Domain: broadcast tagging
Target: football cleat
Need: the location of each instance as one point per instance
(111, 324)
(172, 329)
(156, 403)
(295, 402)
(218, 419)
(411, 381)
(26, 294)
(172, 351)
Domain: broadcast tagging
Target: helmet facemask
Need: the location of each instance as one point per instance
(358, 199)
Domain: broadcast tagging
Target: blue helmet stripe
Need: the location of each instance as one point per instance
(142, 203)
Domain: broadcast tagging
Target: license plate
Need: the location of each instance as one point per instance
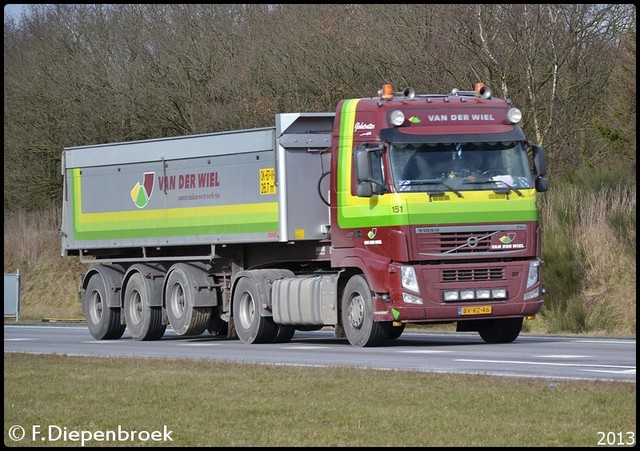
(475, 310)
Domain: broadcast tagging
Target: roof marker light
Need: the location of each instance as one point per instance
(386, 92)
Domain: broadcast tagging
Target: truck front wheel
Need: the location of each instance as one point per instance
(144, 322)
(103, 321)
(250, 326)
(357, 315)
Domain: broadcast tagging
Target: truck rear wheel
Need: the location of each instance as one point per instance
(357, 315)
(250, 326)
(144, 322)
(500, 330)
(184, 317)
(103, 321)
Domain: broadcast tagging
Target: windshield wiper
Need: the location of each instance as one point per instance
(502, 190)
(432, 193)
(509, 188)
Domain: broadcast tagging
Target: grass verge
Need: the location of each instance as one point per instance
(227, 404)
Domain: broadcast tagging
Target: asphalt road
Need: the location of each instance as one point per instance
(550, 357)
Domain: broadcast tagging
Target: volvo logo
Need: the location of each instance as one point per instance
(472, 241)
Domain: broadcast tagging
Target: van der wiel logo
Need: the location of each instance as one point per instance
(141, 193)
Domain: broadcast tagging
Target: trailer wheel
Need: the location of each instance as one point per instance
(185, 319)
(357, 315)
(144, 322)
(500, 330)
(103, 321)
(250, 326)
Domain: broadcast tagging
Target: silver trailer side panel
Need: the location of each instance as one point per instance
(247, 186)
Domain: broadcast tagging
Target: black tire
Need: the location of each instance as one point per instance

What you will do: Starting at the first line of the records, print each line exactly, stopping after the line that contains "Target: helmet facemask".

Task response:
Domain: broadcast tagging
Target: football cleat
Need: the location of each instance as one point per instance
(111, 324)
(172, 329)
(156, 403)
(295, 402)
(218, 419)
(411, 381)
(26, 294)
(172, 351)
Domain: broadcast tagging
Target: helmet facemask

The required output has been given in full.